[Excerpts from pointing data]
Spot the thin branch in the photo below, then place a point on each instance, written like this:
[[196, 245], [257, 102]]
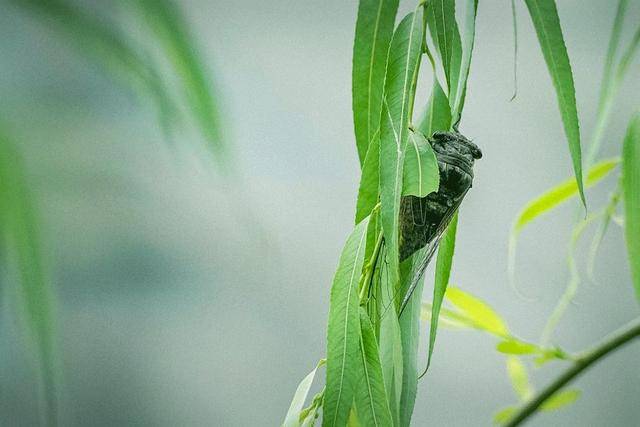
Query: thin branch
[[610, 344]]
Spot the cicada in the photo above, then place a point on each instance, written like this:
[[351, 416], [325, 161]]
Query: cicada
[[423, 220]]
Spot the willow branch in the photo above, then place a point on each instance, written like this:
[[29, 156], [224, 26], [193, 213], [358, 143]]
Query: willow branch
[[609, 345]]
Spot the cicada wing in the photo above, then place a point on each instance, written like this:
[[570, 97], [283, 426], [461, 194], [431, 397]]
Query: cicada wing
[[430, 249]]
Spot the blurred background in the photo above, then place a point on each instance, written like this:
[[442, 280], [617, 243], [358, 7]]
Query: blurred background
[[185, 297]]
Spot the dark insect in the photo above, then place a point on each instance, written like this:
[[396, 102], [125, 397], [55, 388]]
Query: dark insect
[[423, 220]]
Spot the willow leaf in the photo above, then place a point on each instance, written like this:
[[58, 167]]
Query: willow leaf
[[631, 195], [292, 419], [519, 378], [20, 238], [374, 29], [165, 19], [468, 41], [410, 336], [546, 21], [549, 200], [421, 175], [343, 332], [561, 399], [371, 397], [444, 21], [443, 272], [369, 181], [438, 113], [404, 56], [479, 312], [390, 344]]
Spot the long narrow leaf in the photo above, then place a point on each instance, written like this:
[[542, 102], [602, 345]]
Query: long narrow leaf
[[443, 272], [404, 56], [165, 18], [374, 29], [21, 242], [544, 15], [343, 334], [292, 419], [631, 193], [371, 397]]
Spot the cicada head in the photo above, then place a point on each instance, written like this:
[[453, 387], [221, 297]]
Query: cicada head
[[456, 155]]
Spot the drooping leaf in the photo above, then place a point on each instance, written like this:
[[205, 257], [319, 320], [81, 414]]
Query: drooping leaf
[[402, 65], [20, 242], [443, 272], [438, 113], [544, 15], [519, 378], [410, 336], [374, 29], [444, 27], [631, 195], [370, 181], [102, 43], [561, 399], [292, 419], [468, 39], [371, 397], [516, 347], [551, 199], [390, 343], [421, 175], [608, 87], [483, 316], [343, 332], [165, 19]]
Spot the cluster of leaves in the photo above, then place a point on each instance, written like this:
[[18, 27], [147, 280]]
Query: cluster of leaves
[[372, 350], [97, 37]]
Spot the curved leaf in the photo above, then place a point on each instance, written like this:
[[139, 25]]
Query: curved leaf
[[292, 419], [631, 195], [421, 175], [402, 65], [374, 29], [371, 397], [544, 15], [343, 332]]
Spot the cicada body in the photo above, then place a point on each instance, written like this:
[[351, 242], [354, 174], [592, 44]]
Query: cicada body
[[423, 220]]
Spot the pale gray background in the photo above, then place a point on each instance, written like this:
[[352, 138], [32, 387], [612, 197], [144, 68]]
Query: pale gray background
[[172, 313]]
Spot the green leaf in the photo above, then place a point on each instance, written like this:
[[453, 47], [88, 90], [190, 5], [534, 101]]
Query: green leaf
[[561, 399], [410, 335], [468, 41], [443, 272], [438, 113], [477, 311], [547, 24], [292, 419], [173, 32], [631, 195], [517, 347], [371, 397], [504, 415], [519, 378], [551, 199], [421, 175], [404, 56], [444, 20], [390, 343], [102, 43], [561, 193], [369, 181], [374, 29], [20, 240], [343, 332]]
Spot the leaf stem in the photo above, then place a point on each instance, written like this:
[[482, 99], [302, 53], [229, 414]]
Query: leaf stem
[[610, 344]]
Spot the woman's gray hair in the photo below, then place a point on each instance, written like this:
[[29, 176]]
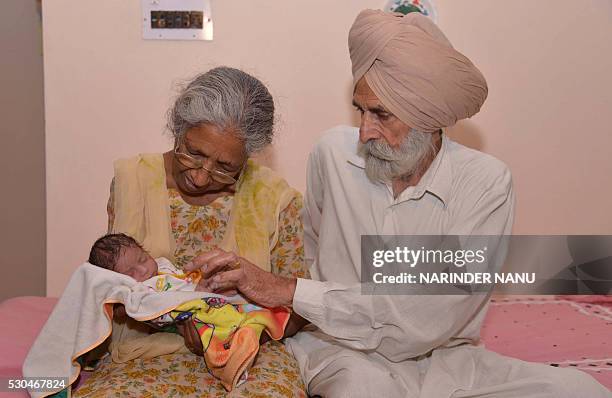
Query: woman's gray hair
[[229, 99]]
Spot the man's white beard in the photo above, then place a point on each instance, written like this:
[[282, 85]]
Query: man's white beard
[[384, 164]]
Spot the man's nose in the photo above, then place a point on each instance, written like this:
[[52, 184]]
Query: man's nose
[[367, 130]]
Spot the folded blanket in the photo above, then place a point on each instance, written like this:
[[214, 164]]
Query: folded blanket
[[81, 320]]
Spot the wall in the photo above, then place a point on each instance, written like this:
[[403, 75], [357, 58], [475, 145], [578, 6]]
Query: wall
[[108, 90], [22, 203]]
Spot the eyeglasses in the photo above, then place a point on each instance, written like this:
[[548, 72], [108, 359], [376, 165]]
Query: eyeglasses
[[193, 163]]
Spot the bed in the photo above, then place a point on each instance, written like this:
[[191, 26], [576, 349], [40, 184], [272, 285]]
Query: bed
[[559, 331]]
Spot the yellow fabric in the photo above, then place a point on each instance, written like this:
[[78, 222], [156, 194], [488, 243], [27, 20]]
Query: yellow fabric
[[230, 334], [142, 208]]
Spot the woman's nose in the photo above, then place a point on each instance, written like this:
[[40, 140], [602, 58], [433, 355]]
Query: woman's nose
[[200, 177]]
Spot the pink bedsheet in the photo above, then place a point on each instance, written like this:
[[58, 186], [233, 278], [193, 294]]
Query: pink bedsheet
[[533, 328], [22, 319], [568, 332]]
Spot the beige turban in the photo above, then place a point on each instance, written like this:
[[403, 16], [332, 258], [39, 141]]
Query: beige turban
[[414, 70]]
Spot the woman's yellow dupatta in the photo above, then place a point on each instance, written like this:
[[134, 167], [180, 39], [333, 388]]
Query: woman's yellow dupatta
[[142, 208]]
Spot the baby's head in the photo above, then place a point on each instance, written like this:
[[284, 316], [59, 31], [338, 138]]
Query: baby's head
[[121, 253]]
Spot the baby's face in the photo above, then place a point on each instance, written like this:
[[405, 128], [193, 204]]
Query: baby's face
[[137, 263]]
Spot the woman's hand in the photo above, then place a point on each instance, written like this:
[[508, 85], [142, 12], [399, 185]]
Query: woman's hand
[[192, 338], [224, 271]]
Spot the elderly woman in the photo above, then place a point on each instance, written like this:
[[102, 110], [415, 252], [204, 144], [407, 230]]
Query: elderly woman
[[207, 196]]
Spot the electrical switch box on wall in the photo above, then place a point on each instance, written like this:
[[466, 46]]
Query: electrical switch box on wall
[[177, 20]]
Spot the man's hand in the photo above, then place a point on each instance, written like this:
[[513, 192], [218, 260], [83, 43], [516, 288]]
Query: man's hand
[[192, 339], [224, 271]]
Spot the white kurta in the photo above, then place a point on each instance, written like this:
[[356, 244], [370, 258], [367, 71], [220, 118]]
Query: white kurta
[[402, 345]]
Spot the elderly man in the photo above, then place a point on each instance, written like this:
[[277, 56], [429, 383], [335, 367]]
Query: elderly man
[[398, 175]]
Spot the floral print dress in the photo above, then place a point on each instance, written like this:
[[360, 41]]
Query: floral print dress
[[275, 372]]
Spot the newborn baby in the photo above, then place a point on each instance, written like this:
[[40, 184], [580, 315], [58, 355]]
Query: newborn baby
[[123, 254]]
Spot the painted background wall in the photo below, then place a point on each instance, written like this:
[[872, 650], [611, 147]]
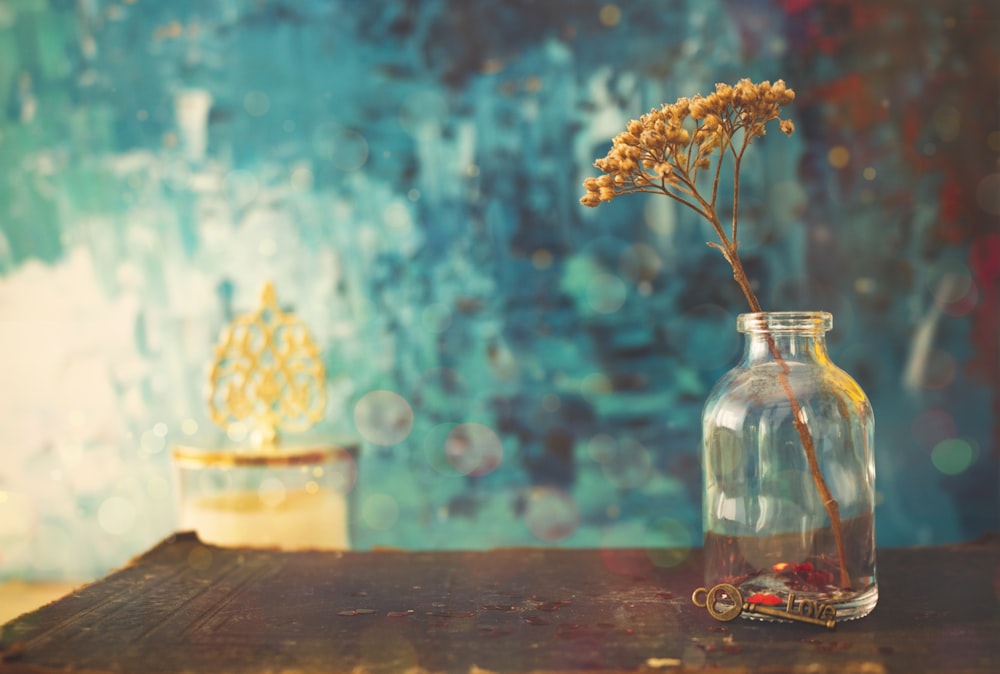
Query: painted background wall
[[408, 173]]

* * *

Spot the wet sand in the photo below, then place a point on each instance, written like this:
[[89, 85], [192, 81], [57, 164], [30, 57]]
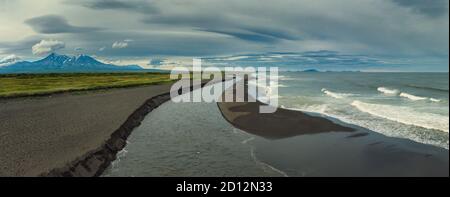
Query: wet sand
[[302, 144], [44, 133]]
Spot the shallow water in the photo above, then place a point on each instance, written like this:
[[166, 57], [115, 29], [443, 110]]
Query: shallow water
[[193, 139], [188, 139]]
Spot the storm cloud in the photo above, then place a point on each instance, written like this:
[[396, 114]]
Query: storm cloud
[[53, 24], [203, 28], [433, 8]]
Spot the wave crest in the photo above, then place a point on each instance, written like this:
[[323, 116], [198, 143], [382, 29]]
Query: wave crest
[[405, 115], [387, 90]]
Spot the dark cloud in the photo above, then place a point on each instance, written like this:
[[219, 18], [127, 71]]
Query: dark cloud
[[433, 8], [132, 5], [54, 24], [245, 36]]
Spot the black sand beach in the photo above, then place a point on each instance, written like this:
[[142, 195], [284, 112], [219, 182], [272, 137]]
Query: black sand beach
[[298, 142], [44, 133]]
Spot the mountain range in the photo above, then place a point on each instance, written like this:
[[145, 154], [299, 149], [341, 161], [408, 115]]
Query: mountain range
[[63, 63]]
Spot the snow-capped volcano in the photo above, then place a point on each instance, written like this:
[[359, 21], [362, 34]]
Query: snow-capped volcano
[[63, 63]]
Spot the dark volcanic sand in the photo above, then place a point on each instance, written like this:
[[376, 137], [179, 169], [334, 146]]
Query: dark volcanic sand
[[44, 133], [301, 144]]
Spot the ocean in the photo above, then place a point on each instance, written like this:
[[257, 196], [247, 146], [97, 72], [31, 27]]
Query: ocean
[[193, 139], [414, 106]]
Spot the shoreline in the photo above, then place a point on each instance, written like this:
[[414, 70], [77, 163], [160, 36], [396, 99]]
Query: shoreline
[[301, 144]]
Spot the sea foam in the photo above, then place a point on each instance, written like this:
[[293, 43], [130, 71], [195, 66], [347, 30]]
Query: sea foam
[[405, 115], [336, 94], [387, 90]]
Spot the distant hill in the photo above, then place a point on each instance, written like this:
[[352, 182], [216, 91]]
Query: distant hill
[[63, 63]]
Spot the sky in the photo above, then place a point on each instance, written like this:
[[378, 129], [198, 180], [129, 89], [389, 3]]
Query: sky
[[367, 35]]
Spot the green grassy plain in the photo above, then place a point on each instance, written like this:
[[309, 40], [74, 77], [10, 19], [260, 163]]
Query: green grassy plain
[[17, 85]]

WHAT IS BEING ASKED: Convert the lines of the entries above, from the line containing "Spot the man's nose" up to and including the line containing "[[230, 334], [142, 208]]", into a numbered list. Leave out any blank lines and include no other lines.

PROBLEM SOLUTION:
1. Spot the man's nose in the photo above, then place a point on each instance, written like this:
2. [[52, 184]]
3. Query: man's nose
4. [[367, 130]]
5. Spot the folded blanket in the photo above, then place a point on each instance, written like this:
6. [[214, 164]]
7. Query: folded blanket
8. [[81, 320]]
9. Spot the wall in the photo above, then place a point on each instance, written like this:
10. [[403, 75], [357, 58], [475, 145], [578, 6]]
11. Query: wall
12. [[108, 90], [22, 203]]
13. Spot the eyeglasses in the photo above, then place a point on each instance, written like this:
14. [[548, 72], [108, 359], [376, 165]]
15. Query: eyeglasses
16. [[193, 163]]
17. Spot the bed in the photo above, then place a point on each instance, written like this:
18. [[191, 26], [576, 349], [40, 184], [272, 285]]
19. Query: bed
20. [[559, 331]]
21. Spot the yellow fabric in the photo above, then place a point on each instance, written like this:
22. [[78, 222], [156, 194], [488, 243], [27, 20]]
23. Query: yellow fabric
24. [[230, 334], [142, 208]]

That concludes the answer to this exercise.